What you return should match the records below exactly.

Records for the exercise.
Segment Open
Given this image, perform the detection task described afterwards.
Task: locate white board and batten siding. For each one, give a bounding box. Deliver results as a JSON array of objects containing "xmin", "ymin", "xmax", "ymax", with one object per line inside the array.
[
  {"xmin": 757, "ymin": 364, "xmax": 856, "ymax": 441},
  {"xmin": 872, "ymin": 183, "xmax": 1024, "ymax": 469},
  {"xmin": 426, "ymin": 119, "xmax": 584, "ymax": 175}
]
Segment Closed
Task response.
Given this image, perform the detection task described afterwards.
Task: locate white board and batten siding. For each one, give a bounding box. Deliver results as a JSON array of objects containing "xmin", "ymin", "xmax", "ymax", with one object per line inside the array.
[
  {"xmin": 757, "ymin": 364, "xmax": 856, "ymax": 441},
  {"xmin": 872, "ymin": 183, "xmax": 1024, "ymax": 469},
  {"xmin": 426, "ymin": 119, "xmax": 584, "ymax": 175}
]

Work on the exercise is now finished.